### Instructions for the task
Collect every line of the records below that contains the word "utility".

### Input records
Segment Open
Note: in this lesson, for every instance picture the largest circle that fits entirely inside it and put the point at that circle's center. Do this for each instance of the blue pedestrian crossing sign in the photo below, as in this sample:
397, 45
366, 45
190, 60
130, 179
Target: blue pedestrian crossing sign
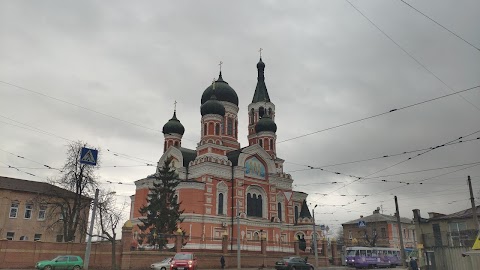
88, 156
362, 224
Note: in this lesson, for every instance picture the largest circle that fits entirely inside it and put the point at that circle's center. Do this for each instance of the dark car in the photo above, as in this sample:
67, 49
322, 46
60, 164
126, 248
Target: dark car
184, 261
61, 262
293, 263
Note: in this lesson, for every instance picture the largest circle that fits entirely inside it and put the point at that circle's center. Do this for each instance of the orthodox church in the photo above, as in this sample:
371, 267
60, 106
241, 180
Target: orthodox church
223, 184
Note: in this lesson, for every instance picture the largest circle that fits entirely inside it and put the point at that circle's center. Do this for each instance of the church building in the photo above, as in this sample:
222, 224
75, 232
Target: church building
223, 184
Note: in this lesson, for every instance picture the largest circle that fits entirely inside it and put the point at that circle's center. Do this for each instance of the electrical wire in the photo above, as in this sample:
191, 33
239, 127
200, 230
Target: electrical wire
410, 55
379, 114
437, 23
86, 108
370, 159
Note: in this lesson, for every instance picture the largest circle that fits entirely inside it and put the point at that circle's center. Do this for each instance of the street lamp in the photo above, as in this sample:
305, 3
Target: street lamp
315, 237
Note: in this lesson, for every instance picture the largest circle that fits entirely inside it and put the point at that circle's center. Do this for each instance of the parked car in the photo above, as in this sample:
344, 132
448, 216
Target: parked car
184, 261
293, 263
61, 262
163, 265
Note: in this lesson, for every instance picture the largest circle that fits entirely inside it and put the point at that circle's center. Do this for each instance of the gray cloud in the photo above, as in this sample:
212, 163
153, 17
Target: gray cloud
325, 65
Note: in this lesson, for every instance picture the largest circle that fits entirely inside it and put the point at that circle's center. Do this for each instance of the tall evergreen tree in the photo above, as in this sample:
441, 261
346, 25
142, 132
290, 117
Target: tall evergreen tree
162, 212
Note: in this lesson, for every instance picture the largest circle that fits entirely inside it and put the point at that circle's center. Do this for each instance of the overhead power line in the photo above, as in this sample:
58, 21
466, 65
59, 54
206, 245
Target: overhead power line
379, 114
437, 23
309, 167
410, 158
410, 55
35, 129
86, 108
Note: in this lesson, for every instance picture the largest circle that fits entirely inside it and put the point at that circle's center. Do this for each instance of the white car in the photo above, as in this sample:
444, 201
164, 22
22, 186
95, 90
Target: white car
163, 265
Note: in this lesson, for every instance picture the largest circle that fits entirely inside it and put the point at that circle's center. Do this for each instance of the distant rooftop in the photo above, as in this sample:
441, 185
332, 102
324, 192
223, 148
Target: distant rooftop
33, 187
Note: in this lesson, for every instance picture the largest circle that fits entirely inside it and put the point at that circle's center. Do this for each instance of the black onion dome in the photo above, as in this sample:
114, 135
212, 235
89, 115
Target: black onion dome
212, 106
266, 124
223, 92
260, 64
173, 126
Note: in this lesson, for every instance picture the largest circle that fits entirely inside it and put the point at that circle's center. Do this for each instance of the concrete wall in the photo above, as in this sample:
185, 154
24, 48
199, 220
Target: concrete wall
24, 254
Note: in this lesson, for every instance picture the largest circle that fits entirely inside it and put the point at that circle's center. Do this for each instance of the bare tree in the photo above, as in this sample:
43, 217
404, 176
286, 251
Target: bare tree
73, 206
108, 219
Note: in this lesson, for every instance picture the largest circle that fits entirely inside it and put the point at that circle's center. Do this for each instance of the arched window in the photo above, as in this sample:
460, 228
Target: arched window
220, 204
249, 202
222, 189
236, 129
255, 197
229, 126
210, 128
279, 211
296, 214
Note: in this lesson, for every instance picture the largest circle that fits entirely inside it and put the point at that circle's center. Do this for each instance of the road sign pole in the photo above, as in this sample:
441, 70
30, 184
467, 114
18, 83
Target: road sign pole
90, 232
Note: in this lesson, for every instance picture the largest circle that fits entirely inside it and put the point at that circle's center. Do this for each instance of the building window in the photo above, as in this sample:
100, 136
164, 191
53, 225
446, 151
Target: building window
254, 205
279, 211
383, 232
458, 236
261, 112
220, 203
59, 237
14, 210
10, 235
296, 214
37, 237
437, 234
28, 211
229, 126
236, 129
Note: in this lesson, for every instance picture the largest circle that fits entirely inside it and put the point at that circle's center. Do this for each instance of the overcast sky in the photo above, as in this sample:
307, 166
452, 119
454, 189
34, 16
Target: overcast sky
326, 65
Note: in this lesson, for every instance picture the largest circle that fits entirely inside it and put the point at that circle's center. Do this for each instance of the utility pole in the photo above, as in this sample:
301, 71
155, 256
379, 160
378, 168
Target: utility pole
Segment Closed
### Problem solution
Note: in this lesson, for every instance picture the largest circle that fits entirely inside it and put the point at that circle's center. Do this for each instance of the utility pole in the photo above, as in this sample:
Target: utility pole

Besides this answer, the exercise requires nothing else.